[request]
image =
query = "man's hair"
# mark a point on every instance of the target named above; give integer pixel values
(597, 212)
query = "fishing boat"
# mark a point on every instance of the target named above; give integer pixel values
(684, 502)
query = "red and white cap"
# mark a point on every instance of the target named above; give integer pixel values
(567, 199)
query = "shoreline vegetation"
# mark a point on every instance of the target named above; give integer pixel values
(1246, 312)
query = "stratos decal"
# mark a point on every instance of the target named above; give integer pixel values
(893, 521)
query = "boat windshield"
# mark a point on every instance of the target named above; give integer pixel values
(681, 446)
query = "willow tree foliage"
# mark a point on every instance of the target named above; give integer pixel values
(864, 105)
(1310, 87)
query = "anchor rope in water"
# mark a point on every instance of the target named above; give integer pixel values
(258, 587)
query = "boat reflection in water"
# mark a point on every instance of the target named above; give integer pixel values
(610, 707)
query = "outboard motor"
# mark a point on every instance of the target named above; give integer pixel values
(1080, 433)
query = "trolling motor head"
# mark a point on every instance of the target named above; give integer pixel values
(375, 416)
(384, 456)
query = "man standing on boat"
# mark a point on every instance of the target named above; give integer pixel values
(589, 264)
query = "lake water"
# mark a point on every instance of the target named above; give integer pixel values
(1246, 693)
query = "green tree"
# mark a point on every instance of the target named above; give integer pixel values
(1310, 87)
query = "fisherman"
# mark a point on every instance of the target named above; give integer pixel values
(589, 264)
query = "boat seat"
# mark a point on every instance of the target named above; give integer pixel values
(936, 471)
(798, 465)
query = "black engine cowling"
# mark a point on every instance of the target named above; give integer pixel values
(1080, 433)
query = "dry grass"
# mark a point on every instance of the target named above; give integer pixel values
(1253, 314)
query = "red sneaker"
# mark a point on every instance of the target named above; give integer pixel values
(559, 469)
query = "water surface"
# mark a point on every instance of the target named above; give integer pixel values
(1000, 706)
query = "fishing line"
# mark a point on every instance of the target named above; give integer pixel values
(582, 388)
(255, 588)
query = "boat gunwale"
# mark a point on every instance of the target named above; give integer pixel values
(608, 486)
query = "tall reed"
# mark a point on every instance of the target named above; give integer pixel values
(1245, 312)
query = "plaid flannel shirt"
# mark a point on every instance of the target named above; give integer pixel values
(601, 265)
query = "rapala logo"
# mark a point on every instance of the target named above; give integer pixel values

[Task details]
Arrange the lines as a numbered list, leaving out any blank lines. Begin with the first line and stop after the line that contains "(1246, 312)".

[Task answer]
1. [request]
2. image =
3. query = "man's hair"
4. # mark a point on every instance of the target named above; give integer pixel values
5. (597, 212)
6. query = "fishing boat"
7. # mark a point on every instance of the target named above; give integer pixel values
8. (684, 502)
9. query = "red and white cap"
10. # mark a point on every instance of the target named above; give integer pixel values
11. (567, 199)
12. query = "shoreline vegetation"
13. # mark a point on every instance of the target named above; give integer pixel values
14. (1246, 312)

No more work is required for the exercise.